Stored records
---

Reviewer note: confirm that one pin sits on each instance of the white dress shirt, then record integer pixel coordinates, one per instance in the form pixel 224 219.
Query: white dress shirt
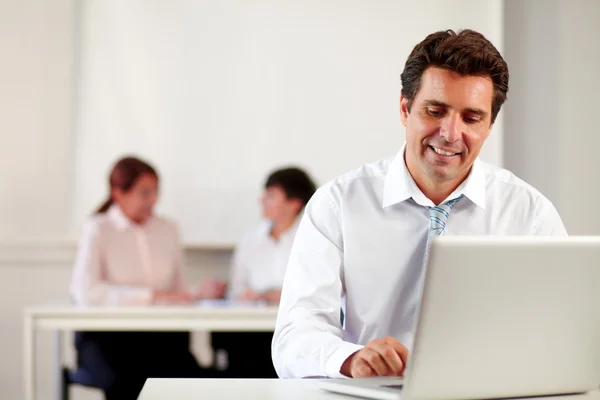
pixel 119 262
pixel 362 242
pixel 259 261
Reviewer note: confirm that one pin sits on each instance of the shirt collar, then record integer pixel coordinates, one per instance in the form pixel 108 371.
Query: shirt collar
pixel 399 185
pixel 118 218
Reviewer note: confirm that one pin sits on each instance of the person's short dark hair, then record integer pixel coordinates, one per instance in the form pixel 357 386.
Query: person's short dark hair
pixel 466 53
pixel 294 182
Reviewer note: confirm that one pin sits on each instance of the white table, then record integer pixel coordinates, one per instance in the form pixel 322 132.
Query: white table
pixel 225 389
pixel 258 389
pixel 208 316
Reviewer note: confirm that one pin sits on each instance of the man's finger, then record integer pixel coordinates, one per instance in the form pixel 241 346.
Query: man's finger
pixel 390 356
pixel 374 360
pixel 399 347
pixel 361 369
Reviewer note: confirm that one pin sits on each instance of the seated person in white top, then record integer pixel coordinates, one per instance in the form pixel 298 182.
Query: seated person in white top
pixel 362 240
pixel 258 269
pixel 128 256
pixel 261 256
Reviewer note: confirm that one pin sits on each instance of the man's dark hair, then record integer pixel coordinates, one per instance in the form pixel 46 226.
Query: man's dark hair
pixel 294 182
pixel 466 53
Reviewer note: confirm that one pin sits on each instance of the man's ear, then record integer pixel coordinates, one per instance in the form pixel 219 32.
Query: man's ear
pixel 404 110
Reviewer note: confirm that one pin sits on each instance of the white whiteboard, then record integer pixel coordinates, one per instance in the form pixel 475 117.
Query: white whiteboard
pixel 216 93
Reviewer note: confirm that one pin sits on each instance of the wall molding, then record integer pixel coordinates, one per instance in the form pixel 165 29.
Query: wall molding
pixel 62 253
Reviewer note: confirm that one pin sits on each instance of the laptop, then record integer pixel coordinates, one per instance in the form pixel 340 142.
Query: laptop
pixel 500 317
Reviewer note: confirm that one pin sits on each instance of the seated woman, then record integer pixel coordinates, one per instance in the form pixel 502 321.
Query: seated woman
pixel 128 256
pixel 258 269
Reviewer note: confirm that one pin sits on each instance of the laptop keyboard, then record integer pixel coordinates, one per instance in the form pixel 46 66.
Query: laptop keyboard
pixel 399 386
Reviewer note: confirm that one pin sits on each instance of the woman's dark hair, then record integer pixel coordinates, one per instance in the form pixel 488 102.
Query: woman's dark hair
pixel 466 53
pixel 124 175
pixel 294 182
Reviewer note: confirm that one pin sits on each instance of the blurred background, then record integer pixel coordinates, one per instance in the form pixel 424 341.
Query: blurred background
pixel 216 94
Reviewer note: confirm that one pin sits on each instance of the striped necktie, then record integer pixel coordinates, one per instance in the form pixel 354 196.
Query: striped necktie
pixel 438 216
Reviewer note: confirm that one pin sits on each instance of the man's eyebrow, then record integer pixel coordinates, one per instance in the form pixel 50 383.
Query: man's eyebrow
pixel 477 111
pixel 436 103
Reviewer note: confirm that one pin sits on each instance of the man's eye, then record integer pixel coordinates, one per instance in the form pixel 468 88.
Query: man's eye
pixel 434 112
pixel 471 120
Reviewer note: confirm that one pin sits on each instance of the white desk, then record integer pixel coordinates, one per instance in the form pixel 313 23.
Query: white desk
pixel 259 389
pixel 211 316
pixel 225 389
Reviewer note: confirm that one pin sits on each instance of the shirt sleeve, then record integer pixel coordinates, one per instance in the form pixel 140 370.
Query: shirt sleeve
pixel 308 338
pixel 88 286
pixel 237 277
pixel 550 223
pixel 179 284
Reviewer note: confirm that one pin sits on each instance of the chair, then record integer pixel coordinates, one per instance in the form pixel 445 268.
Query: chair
pixel 79 376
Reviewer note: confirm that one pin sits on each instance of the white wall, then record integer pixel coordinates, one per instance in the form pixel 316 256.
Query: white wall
pixel 36 75
pixel 551 118
pixel 219 93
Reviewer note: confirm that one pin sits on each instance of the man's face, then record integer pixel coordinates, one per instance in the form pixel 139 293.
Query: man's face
pixel 448 122
pixel 276 205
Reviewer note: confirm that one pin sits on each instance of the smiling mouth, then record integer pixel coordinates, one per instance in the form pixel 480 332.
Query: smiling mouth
pixel 443 152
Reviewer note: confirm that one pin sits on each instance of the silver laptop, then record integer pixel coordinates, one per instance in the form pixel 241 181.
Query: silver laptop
pixel 501 317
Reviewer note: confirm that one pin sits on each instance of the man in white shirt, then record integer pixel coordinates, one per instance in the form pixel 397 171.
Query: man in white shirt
pixel 362 242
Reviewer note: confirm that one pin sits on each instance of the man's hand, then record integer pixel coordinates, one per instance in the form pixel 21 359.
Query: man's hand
pixel 381 357
pixel 159 297
pixel 249 295
pixel 271 297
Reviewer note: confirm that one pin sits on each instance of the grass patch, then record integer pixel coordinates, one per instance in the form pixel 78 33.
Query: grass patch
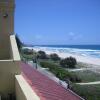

---

> [Problem]: Reproduce the listing above verbatim, from the first line to the last, omitting the pictures.

> [Expected answer]:
Reviewer note: confirm that one pin sits on each instance of the white dress shirt, then record integer pixel coordinates, one per instance in the form pixel 224 219.
Query: white dress shirt
pixel 119 262
pixel 362 242
pixel 259 261
Reviewer note: confirm that one pin sits on each instance of the shirt collar, then record integer pixel coordinates, one per instance in the form pixel 108 371.
Query: shirt collar
pixel 399 185
pixel 118 218
Reviewer note: confirm that one pin sits on each instance of the person's short dark hair, then record integer pixel coordinates, one per instance in the form pixel 357 386.
Query: person's short dark hair
pixel 466 53
pixel 294 182
Reviewer note: confirm that one pin sits on each instance of the white table, then record integer pixel coordinates, one per instance in the form pixel 322 132.
Query: white table
pixel 225 389
pixel 258 389
pixel 208 316
Reviewer note: confirm that one pin sits on each instance of the man's finger, then record integer pixel coordinates, one per instance in the form pixel 241 346.
Query: man's finger
pixel 390 356
pixel 374 360
pixel 399 347
pixel 361 369
Reviewer note: confirm that one pin sits on each instance of the seated person in white top, then record integer pixel coordinates, one per instance in the form pixel 298 182.
Query: seated person in white top
pixel 362 240
pixel 258 269
pixel 128 256
pixel 261 256
Reviewer note: confirm that one pin sits on each instance of the man's dark hair, then record integer pixel coordinates, one per instance in the form pixel 46 226.
Query: man's dark hair
pixel 294 182
pixel 466 53
Reviewer note: confirm that one pin sits on each instance of the man's ear, then record integer pixel coordinates, one per instance in the form pixel 219 32.
Query: man's ear
pixel 404 110
Reviewer note: confirm that one pin sits on each instance of the white whiteboard, then record integer pixel coordinates, one per instance in the form pixel 475 117.
Query: white whiteboard
pixel 216 93
Reviewer note: confirm that one pin sits on each instance of the wall molding, then record integer pixel coordinates, one per instance in the form pixel 165 29.
Query: wall molding
pixel 62 253
Reviewer note: confirm that one pin sits on each instance of the laptop, then record integer pixel coordinates, one per instance in the form pixel 340 142.
Query: laptop
pixel 500 317
Reviewer note: confirm that one pin sits on each instance of the seated woman, then record integer pixel coordinates, one per instance in the form pixel 502 321.
Query: seated woman
pixel 128 256
pixel 258 269
Reviewer note: confirm that one pin sits on each instance of the laptop keyboard, then record integer pixel coordinates, one per instance in the form pixel 46 66.
Query: laptop keyboard
pixel 399 386
Reviewer note: confirm that one pin sits on each instance of the woman's dark hair, then record integer pixel coordinates, one per instance in the form pixel 488 102.
Query: woman's dark hair
pixel 466 53
pixel 124 175
pixel 294 182
Reviewer note: confirm that one pin sits on each instance of the blurred background, then record integer pixel coordinates, one per instance in the form pixel 424 341.
Query: blurred background
pixel 216 94
Reviewer note: confirm that one pin sits on each instance of the striped necktie, then record integer pixel coordinates, one per instance in the form pixel 354 196.
Query: striped necktie
pixel 438 216
Reviewer note: confirm that one pin sits on each instance of the man's eyebrow, then record integer pixel coordinates, one per instance in the form pixel 50 383.
Query: man's eyebrow
pixel 477 111
pixel 436 103
Reviewer note: confirm that one pin sits on each instance of the man's eye, then record integer pixel coordinates, one per instance in the form pixel 468 88.
Query: man's eye
pixel 434 112
pixel 471 120
Reviewer note: confirm that one pin sits on each instance of the white desk, then record integer pixel coordinates, one per instance in the form pixel 313 23.
Query: white desk
pixel 259 389
pixel 211 316
pixel 225 389
Reviewer note: confirm that one pin sits on each instance of the shirt sleeve, then record integer pixel coordinates, one per instance in the form pixel 140 370.
Query: shirt sleeve
pixel 308 338
pixel 88 286
pixel 237 277
pixel 550 223
pixel 179 284
Reviewer note: confirm that one pin sits on each instance of the chair, then record integer pixel coordinates, one per instance in the form pixel 445 268.
Query: chair
pixel 79 376
Reviewer note: confirm that one pin sits on each instance of the white wall, then record integer pixel coordinates, one per instance in the form pixel 316 256.
Query: white wall
pixel 36 75
pixel 551 118
pixel 219 93
Reviewer note: confirm that one pin sits on each instance of the man's face, then record integer pixel coordinates, one per instance in the form pixel 139 293.
Query: man's face
pixel 448 122
pixel 276 205
Reviewer note: confirm that one pin sits on each instance of the smiling mouth, then record integer pixel coordinates, one per instance in the form pixel 480 332.
Query: smiling mouth
pixel 443 152
Reviewer note: confirm that one pin sits on each instance of the silver laptop, then record integer pixel coordinates, one per instance in the form pixel 241 181.
Query: silver laptop
pixel 501 317
Reviewer note: confirm that one pin sits on each instance of the man in white shirt, then record integer pixel coordinates, one per instance in the form pixel 397 171.
Query: man in white shirt
pixel 362 242
Reviewer note: confirm that one pin sits on each instance of the man's hand, then record integer pixel coordinates, one per instance in the form pixel 21 359.
Query: man's hand
pixel 381 357
pixel 159 297
pixel 249 295
pixel 271 297
Reviewer note: confirm that one pin sits on each instance of the grass patch, then record integer pixel coordinates, one per instance in the form pixel 78 33.
Query: grass patch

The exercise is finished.